What to produce: Each of the following records is to be output exactly.

Saved entries:
#####

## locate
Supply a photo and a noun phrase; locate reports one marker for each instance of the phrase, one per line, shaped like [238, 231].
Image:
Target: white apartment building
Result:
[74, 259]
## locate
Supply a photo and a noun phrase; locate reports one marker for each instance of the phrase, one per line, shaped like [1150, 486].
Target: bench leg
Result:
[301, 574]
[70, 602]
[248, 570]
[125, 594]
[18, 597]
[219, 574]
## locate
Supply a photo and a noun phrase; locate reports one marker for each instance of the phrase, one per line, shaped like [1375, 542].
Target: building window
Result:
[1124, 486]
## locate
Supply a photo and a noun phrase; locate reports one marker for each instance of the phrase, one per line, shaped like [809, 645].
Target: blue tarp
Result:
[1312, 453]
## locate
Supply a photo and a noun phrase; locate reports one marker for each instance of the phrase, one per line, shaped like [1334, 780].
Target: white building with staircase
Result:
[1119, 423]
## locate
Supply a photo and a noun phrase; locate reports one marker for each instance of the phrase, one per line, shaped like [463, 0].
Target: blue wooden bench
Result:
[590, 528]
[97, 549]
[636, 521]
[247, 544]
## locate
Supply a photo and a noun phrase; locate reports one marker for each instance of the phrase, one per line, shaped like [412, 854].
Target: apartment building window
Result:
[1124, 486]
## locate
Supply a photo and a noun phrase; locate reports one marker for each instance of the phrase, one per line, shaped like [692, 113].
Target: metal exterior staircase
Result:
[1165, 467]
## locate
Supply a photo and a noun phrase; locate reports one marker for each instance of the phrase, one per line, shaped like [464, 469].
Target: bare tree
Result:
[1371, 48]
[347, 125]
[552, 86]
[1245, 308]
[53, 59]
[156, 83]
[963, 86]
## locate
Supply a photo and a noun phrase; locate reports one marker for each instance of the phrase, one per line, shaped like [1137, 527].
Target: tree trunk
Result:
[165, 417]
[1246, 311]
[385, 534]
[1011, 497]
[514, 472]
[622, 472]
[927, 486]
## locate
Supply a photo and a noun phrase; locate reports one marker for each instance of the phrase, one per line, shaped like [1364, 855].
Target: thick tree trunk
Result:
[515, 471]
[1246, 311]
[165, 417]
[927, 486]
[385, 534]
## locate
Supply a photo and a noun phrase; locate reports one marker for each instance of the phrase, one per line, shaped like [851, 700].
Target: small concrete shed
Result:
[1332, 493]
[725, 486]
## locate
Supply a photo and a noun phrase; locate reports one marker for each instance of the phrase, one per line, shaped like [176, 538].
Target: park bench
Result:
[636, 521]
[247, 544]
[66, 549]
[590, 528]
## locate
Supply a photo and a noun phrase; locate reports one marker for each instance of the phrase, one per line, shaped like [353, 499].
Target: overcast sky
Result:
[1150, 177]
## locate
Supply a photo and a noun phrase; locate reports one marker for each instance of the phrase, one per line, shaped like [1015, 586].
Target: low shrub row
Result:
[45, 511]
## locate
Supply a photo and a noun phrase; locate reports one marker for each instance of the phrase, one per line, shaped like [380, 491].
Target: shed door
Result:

#####

Result of the task:
## locate
Supply a photo and a noun phrase; locate reports one marker for each instance of the phrase, one per line, shaped like [238, 231].
Image:
Target: white apartment building
Result:
[74, 259]
## locate
Supply a photo and a noun phrase; locate reports one marker for each instance of the phrase, one per line, shaped like [1150, 486].
Target: bench leg
Result:
[301, 574]
[70, 602]
[248, 570]
[125, 594]
[18, 597]
[219, 574]
## locate
Supply a photo and a noun phrase; locate reports one marker for each instance of the phrase, one per line, shaped like [1375, 542].
Target: building window
Result:
[1124, 486]
## locate
Supply a photo and a noun phrase; locate reports one marker for each instance of the phrase, one per line, shaped like [809, 645].
Target: blue tarp
Result:
[1312, 453]
## locate
Supply a photo and a noun phrase; locate reports one marker for each instance of the phrase, one per line, shaped like [1334, 780].
Target: white building with staircase
Result:
[1119, 423]
## locate
Supply a photo and a noun phrase; locate reports one marker for each instance of the phrase, one per line, shaped like [463, 0].
Target: blue wooden bench
Result:
[590, 528]
[97, 549]
[636, 521]
[247, 544]
## locate
Supply a photo and a noun phrase; locate reports one marker for each instance of the phrase, one per line, shaped like [412, 854].
Target: apartment building window
Result:
[1124, 486]
## locate
Supply a photo and a noun phrase; locate reports one marker for each instance of the phrase, one per line, shaped like [692, 113].
Target: metal exterior staircase
Result:
[1165, 467]
## locate
Supply a photo and a noun phrase; locate reports one marker for each instance of the phrase, one per line, shaped like [464, 469].
Target: bare tree
Result:
[1371, 48]
[347, 125]
[552, 86]
[1245, 308]
[53, 59]
[156, 83]
[963, 86]
## locate
Supply a photo and a noun phrase; locate reports one marker for each instance of the phrase, one per line, shaped like [1137, 527].
Target: tree trunk
Result:
[165, 417]
[1246, 311]
[385, 534]
[1011, 497]
[514, 472]
[622, 472]
[927, 486]
## locate
Supply a photo and a noun phrase; locate reports one marker for each instance of the phrase, one per line, shaped like [1364, 855].
Target: thick tree trunk
Result:
[515, 471]
[1246, 311]
[165, 417]
[927, 486]
[385, 534]
## locate
Supply a photo and a noun phrase; locate reports one marker for each instance of the phrase, one per line, shaped like [851, 700].
Target: small concrete shed
Result:
[1332, 493]
[725, 486]
## locate
Supply a photo and a noun phrase; locate reports one marker for each instance of the phrase, one per line, shaped like [176, 538].
Target: park bench
Result:
[636, 521]
[247, 544]
[66, 549]
[590, 528]
## locate
Supply a photo and a noun phrase; locate reports one marker for each instance of the phrase, one per line, shaped like [353, 499].
Target: overcast sky
Result:
[1150, 177]
## locate
Supply a photo and a noun phrase; locate reports one marker for each instance of the phrase, one per line, shaped like [1015, 586].
Target: low shrub row
Result:
[45, 511]
## locate
Supply a photo and a noun phrase; locate reports one marker for each instance of the phrase, one per line, shaped like [380, 491].
Target: shed door
Result:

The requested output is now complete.